• **EXERCISE TASK**:
Please pick out each line of the items below that contains the string "xmax", and copy those lines. Case counts.

• **DATA FOR THIS TASK**:

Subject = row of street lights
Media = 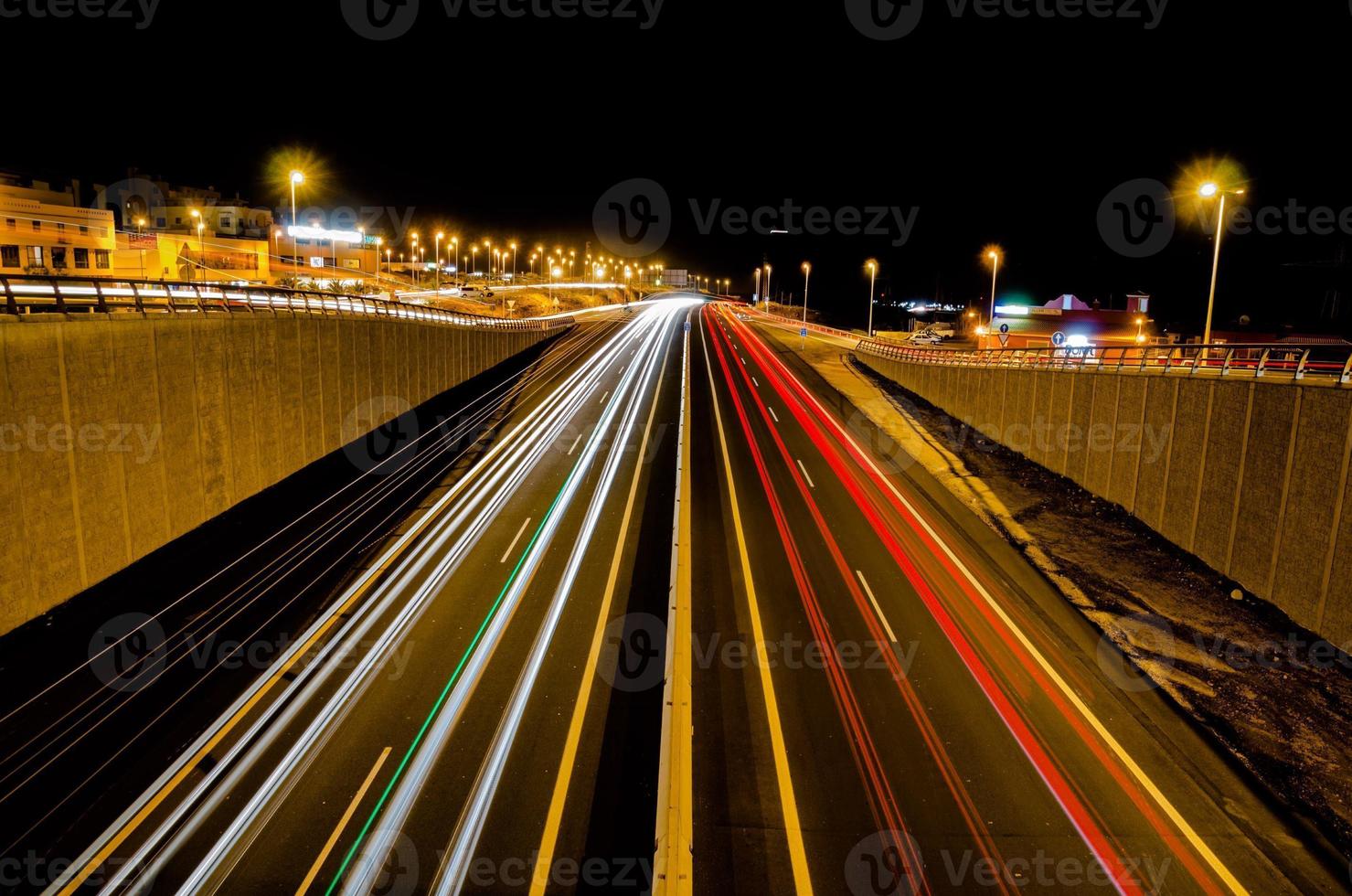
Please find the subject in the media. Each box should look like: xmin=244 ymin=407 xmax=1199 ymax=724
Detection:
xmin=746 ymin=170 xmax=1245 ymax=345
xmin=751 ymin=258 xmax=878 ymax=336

• **RESPONSE TO THIS EXERCISE**:
Please find the subject in the media. Each box should look like: xmin=244 ymin=407 xmax=1199 ymax=724
xmin=746 ymin=170 xmax=1245 ymax=345
xmin=751 ymin=258 xmax=878 ymax=336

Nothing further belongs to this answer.